Given passage:
*** Block opens ***

Throughout Biden’s vice presidency, he and McConnell were able to negotiate their way out of several potential catastrophes. In 2010 they prevented a government shutdown and averted an attempt by the Tea Party Republicans to raise the debt limit. Most notably, the two avoided an economic catastrophe by agreeing to raise taxes for anyone who makes over $400,000 a year. It must be noted that Biden was criticised for allowing McConnell to get most of what he wanted from this deal. All in all, though, as Kumar says: “What binds McConnell and Biden is a shared belief that to do anything meaningful in Washington, it has to be bipartisan”.

Off of the Senate floor, it is evident that the two held a modicum of respect for each other. In 2011, the two travelled to Kentucky to deliver a joint lecture at the University of Louisville. As an introduction to the talk, Biden stated: “You want to see whether or not a Republican and Democrat really like each other? Well, I’m here to tell you we do”. Additionally, right before Biden relinquished the vice presidency in 2016, McConnell paid him a heart-warming tribute. He called Biden “his old friend” and “trusted partner”. He also appreciated how Biden “got down to the brass tacks”, keeping the stakes in sight. He concluded by saying that “get Joe on the phone” meant “it is time to get serious”.

*** Block closes ***

Data below:

*** Block opens ***

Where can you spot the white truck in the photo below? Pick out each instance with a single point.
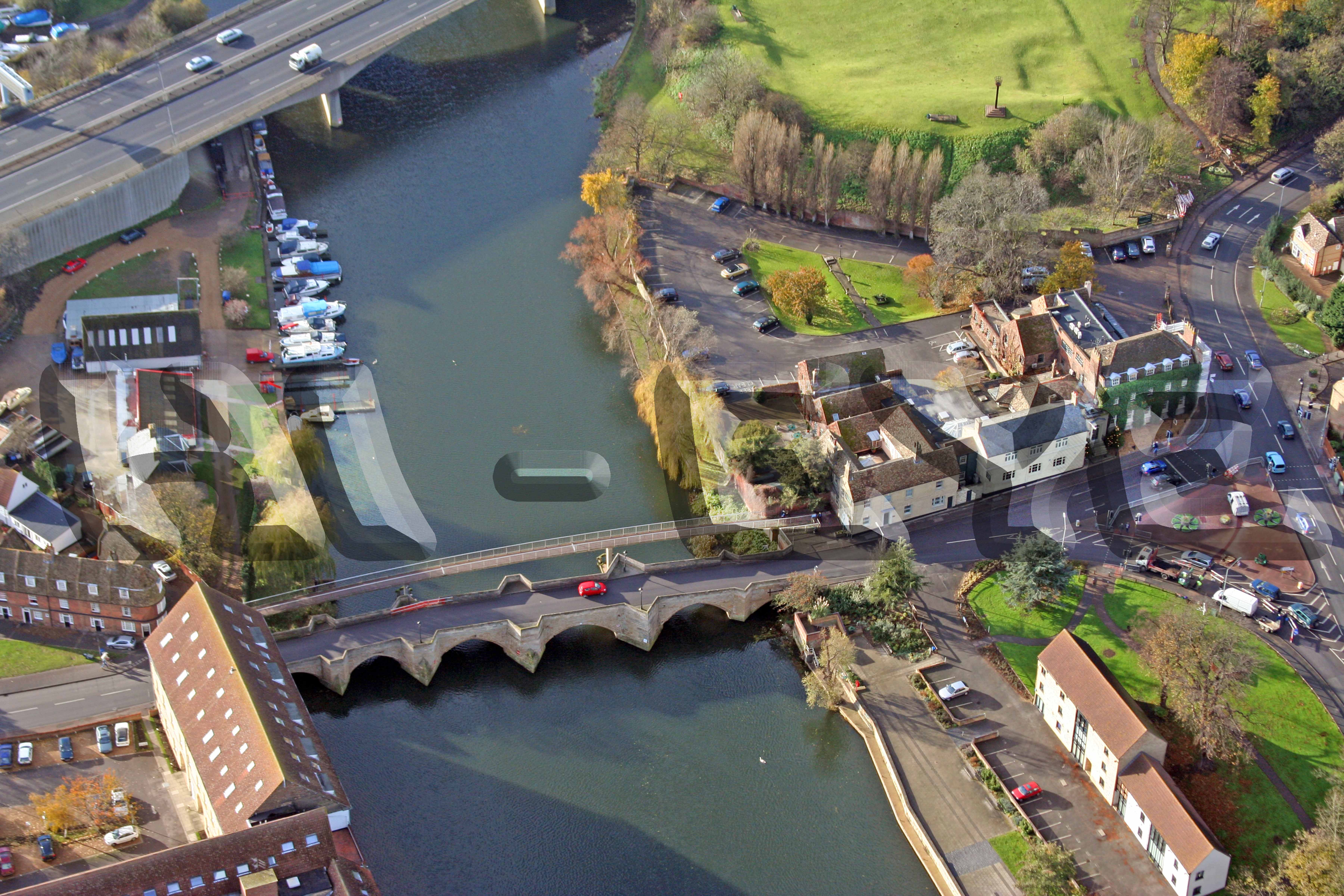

*** Block closes ***

Problem 1: According to the passage on Biden and McConnell, where did the two deliver a joint lecture in 2011?
Problem 2: Please carry on the passage on Biden and McConnell, starting after its final sentence.
The lines have nothing to do with the passage on Biden and McConnell.

Task answer 1: At the University of Louisville in Kentucky.

Task answer 2:
Furthermore, as a testament to how close the two were, McConnell renamed “the NIH’s cancer initiatives” after Beau Biden, who died of brain cancer. It is evident that Biden and McConnell share a political relationship based on trust, compromise, and negotiation.

McConnell’s character and role as Senate majority leader under the Trump administration adds another element of mystery into how he and Biden will get along. Their political relationship was remarkedly different to the one McConnell shares with Biden. Rather than being built on mutual respect and trust, McConnell used his role as majority leader to support Trump and push his own political agenda; Many of the items on his to-do list, such as packing courts with as many conservative judges as possible, coincided with Trump’s. If anything, McConnell’s enduring legacy is how successful he was in transforming the judicial branch into a largely conservative-run institution.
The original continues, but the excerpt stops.